Rezension von Mira

Inhalt

Das Haus in der Dorotheenstraße“ ist eine Sammlung von fünf Novellen der deutschen
Gegenwartsliteratur, die von Hartmut Lange geschrieben und erstmals 2013 im Diogenes Verlag
veröffentlicht worden ist. Die voneinander unabhängigen Kurzgeschichten, „Die Ewigkeit des Augenblicks“, „Der Bürgermeister von Teltow“, „Die Cellistin“, „Der Schatten“ und die titelgebende Novelle „Das Haus in der Dorotheenstraße“ spielen im Südwesten Berlins rund um den Teltowkanal und erzählen die Geschichten von Menschen, die eines gemeinsam haben: Sie alle leben ein geordnetes, gewöhnliches und fast schon unaufgeregt normales Leben, das auf einmal einen Einschnitt erfährt, den sie sich nicht erklären können.

Die fünf Novellen folgen allesamt Protagonist:innen, mit denen man sich sehr leicht identifizieren kann. In „Die Ewigkeit des Augenblicks“ geht es um einen Mann, der den Verlust seiner gestorbenen Frau nicht verkraften kann, bis nach Paris fliegt und hofft, so seinen Frieden zu finden. „Der Bürgermeister von Teltow“ erzählt von einem überarbeiteten Bürgermeister, der unter dem Druck, Beruf und Familie zu vereinbaren, zusammenbricht und anfängt zu halluzinieren. In der 24 Seiten langen Novelle „Das Haus in der Dorotheenstraße“ entdeckt Gottfried Klausen, während er beruflich in London weilt, dass seine seit Jahren bestehende Ehe eine Farce ist und sich das Ehepaar Klausen längst voneinander distanziert hat.


Die kürzeste Geschichte, „Die Cellistin“, folgt einem unbenannten Ich-Erzähler, der eines Tages im Havelland eine Cellistin spielen hört; eine Erscheinung, die er sich nicht erklären kann. „Der Schatten“ handelt von einer Frau, die mit Mann und Tochter in Hohengatow lebt. Ihr Mann ist häufig auf Dienstreisen, weshalb sich Steffi Trautwein zunehmend einsam fühlt und anfängt, an der Treue ihres Mannes zu zweifeln. Charakteristisch für diese Novellen ist das mystische, offene Ende, bei dem die Leser:innen oft kein Happy End erwarten können. Zudem werden in den Novellen ungewöhnliche Begebenheiten und surreale Erlebnisse beschrieben, die man sich nicht erklären kann und die den alltäglichen Rationalismus der Geschichten aufbrechen und im Kontrast zu der nüchternen Erzählweise stehen.

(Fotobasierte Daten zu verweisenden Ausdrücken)
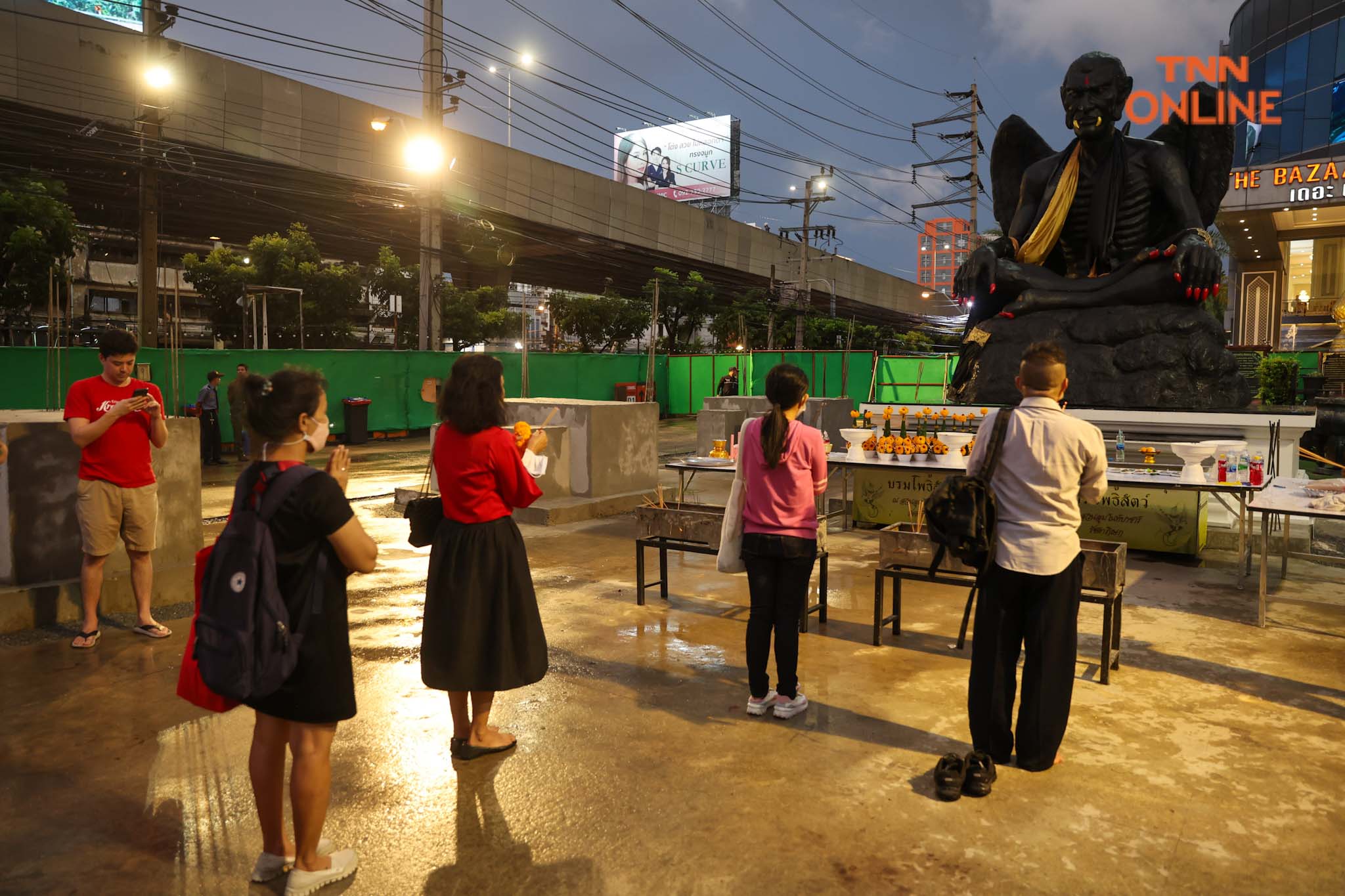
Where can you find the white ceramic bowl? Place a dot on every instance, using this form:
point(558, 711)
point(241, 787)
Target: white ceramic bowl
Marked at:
point(1192, 453)
point(956, 441)
point(856, 436)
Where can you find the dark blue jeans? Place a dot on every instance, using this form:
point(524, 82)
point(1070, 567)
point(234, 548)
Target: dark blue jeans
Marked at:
point(779, 568)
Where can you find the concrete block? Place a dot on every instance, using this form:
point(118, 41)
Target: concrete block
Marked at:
point(557, 477)
point(39, 534)
point(612, 445)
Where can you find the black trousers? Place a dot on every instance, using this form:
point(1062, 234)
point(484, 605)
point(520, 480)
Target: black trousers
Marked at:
point(1042, 613)
point(210, 445)
point(779, 568)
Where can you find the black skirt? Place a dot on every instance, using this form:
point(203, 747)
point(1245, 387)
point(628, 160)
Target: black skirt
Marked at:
point(482, 626)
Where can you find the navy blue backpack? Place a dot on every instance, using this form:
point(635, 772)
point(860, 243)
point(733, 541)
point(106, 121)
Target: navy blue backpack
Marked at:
point(246, 641)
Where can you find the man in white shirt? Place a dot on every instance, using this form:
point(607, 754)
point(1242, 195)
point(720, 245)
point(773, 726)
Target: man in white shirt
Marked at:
point(1029, 595)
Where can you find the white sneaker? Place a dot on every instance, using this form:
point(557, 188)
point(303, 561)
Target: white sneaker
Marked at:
point(301, 883)
point(269, 865)
point(763, 706)
point(790, 708)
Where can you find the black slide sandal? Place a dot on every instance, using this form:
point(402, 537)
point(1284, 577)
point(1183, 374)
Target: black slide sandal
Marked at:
point(948, 777)
point(96, 634)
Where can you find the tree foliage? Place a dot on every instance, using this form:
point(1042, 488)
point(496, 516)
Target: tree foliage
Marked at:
point(390, 277)
point(331, 295)
point(37, 232)
point(475, 316)
point(685, 303)
point(744, 322)
point(603, 323)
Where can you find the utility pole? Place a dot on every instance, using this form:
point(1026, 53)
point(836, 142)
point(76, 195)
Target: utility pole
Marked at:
point(151, 135)
point(814, 192)
point(975, 156)
point(650, 381)
point(432, 224)
point(969, 146)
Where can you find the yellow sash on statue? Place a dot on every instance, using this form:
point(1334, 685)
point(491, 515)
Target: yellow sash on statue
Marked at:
point(1043, 240)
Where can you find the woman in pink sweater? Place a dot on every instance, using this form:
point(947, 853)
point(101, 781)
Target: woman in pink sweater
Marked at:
point(783, 468)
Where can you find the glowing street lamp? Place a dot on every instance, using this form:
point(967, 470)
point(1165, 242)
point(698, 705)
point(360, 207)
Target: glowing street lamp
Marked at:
point(158, 77)
point(424, 155)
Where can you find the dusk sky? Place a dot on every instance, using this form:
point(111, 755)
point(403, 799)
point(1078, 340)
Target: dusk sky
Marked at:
point(1016, 50)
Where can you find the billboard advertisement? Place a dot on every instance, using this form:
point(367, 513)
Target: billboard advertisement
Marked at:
point(120, 12)
point(684, 161)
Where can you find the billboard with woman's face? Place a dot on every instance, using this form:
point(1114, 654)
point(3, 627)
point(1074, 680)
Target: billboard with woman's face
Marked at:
point(123, 12)
point(684, 161)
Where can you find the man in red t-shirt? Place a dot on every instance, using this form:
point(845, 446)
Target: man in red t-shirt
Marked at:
point(115, 418)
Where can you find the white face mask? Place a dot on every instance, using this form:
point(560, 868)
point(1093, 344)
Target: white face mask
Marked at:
point(317, 440)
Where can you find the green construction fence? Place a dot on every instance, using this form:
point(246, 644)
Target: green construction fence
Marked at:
point(391, 381)
point(914, 379)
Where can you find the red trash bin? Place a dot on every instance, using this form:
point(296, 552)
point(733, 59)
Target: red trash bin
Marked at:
point(630, 393)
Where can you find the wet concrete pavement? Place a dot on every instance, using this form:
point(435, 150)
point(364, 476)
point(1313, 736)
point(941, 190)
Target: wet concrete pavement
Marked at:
point(1211, 763)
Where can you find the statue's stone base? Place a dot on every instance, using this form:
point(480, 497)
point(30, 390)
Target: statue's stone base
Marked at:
point(1156, 356)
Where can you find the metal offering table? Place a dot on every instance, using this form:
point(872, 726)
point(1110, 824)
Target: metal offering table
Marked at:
point(694, 528)
point(1158, 479)
point(906, 555)
point(1286, 499)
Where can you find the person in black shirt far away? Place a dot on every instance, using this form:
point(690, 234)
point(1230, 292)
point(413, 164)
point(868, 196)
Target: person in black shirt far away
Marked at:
point(730, 383)
point(208, 402)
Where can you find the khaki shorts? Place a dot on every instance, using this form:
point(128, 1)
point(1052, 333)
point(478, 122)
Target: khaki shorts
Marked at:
point(108, 511)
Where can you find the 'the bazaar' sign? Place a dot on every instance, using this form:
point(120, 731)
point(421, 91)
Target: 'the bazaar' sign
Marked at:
point(1308, 182)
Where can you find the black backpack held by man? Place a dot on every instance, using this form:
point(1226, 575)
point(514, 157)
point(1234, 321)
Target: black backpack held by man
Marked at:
point(246, 641)
point(961, 511)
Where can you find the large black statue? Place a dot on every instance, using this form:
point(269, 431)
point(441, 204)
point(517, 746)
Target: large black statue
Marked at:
point(1111, 222)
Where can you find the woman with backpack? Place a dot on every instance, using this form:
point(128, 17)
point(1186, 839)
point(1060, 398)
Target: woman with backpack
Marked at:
point(482, 630)
point(315, 534)
point(783, 468)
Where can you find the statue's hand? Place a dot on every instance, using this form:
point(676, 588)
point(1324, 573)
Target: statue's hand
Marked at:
point(977, 273)
point(1196, 267)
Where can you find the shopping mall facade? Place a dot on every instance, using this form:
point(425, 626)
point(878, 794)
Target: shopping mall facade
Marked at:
point(1285, 211)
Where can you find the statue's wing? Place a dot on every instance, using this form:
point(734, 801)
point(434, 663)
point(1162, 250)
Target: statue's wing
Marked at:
point(1206, 150)
point(1017, 146)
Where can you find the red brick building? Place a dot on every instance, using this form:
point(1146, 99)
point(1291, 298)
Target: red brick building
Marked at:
point(943, 247)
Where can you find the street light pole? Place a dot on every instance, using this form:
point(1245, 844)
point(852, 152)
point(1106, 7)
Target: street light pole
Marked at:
point(432, 116)
point(151, 136)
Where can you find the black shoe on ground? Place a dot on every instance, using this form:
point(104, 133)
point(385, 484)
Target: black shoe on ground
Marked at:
point(981, 774)
point(948, 777)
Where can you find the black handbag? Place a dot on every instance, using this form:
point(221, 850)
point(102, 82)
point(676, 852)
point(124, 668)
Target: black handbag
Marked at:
point(426, 512)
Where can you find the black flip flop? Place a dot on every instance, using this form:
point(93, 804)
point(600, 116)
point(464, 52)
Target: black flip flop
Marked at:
point(96, 634)
point(948, 777)
point(466, 752)
point(981, 774)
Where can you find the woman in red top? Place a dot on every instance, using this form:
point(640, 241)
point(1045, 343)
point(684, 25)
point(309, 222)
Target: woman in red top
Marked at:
point(482, 630)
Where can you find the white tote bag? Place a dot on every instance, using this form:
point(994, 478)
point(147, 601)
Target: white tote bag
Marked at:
point(731, 536)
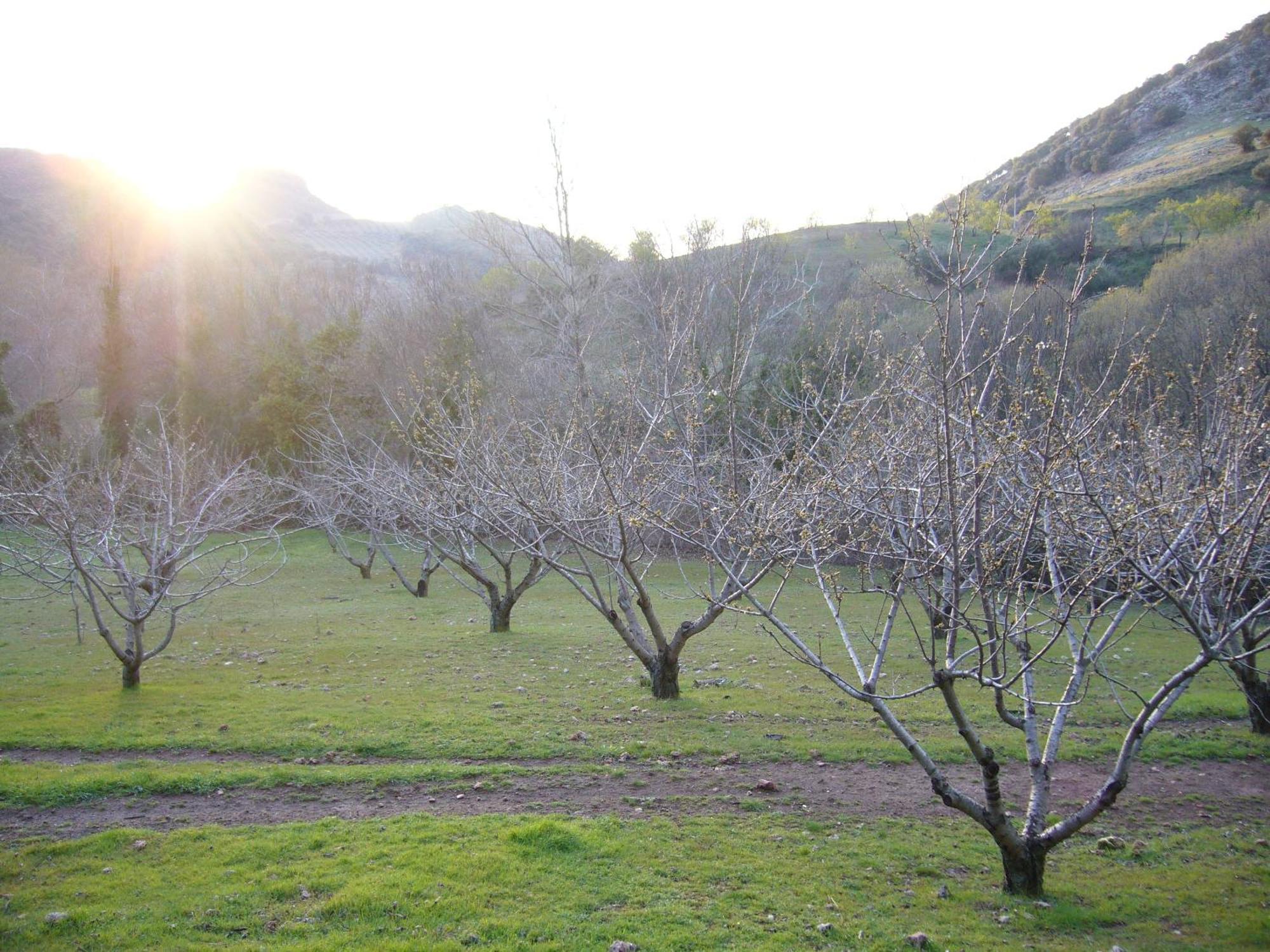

Deine Aufgaben:
[1] Fasse den Absatz der Rezension, der mit „Die fünf Novellen folgen allesamt“ beginnt, als kurze Liste zusammen und behalte dabei die wichtigsten Angaben.
[2] Setze die Rezension zu „Das Haus in der Dorotheenstraße“ nach ihrem letzten Satz fort.

Lösungen:
[1]
- Alle fünf Novellen haben Hauptfiguren, mit denen man sich leicht identifizieren kann.
- „Die Ewigkeit des Augenblicks“: Ein Mann kommt über den Tod seiner Frau nicht hinweg und fliegt nach Paris, in der Hoffnung, dort seinen Frieden zu finden.
- „Der Bürgermeister von Teltow“: Ein überarbeiteter Bürgermeister bricht unter dem Druck, Beruf und Familie zu vereinbaren, zusammen und fängt an zu halluzinieren.
- „Das Haus in der Dorotheenstraße“ (24 Seiten): Gottfried Klausen merkt während einer Dienstreise in London, dass seine langjährige Ehe eine Farce ist und er und seine Frau sich längst voneinander entfernt haben.

[2]
Lange gelingt es, mitunter auch sehr philosophische Fragen in seinen nüchternen Sätzen zu verstecken, sodass ein einzelner Satz mehr preisgibt, als man auf den ersten Blick denken möchte. Ihm gelingt die Kunst, die Leser: innen eintauchen zu lassen in düstere, nebelverhangene kleine oder größere private Dramen, die sich abseits der öffentlichen Wahrnehmung abspielen und in denen sich viele wiederfinden können.

Allerdings zeigt der Autor in dieser Novellen-Sammlung eine sehr konservative und traditionelle Auffassung von Rollenbildern, da die Protagonist:innen bis auf eine Ausnahme immer männlich und meist die sind, die Karriere machen, während Frauen oftmals primär für den Haushalt und die Kindererziehung verantwortlich sind.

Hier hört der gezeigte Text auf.